### What is required
Transcribe the lines of the records starting with the one that has "TARGET = red tile roof" in it and ending with the last, and transcribe nothing else.

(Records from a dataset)
__________________________________________________

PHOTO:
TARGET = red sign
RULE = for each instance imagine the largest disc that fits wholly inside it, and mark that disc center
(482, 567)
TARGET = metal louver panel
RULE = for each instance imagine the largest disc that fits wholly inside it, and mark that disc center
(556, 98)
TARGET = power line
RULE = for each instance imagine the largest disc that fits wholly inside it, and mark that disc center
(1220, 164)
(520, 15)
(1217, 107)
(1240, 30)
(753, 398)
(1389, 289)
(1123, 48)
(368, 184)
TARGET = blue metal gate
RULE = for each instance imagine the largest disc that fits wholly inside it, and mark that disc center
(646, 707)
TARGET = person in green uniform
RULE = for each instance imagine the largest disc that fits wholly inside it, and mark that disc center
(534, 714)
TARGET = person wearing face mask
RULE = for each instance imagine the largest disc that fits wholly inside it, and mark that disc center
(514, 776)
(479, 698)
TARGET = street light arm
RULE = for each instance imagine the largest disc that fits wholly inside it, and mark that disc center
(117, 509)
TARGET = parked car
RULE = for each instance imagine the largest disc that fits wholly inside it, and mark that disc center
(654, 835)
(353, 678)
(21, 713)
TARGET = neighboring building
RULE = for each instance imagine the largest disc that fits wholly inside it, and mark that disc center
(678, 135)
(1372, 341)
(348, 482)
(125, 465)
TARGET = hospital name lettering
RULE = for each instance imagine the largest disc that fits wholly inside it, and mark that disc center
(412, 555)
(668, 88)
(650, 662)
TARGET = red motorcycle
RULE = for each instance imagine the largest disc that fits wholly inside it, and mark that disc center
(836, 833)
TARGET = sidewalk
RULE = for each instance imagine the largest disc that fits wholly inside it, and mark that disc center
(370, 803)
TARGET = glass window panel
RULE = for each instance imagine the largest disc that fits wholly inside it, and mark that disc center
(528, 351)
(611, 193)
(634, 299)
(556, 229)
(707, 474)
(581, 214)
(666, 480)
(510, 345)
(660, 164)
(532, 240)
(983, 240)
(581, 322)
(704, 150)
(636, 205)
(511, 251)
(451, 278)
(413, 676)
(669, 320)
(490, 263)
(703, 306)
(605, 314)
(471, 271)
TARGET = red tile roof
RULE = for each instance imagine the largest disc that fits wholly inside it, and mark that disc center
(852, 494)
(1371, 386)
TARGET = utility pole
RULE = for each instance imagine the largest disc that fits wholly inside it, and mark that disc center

__________________________________________________

### Solution for this exercise
TARGET = red tile roof
RULE = for each instance imagine the largest disc that fits wholly inside it, and mark that disc center
(852, 494)
(1371, 386)
TARGET = utility pole
RULE = for each instance imagine the largest disc that fits wholly inside it, and mark that disc center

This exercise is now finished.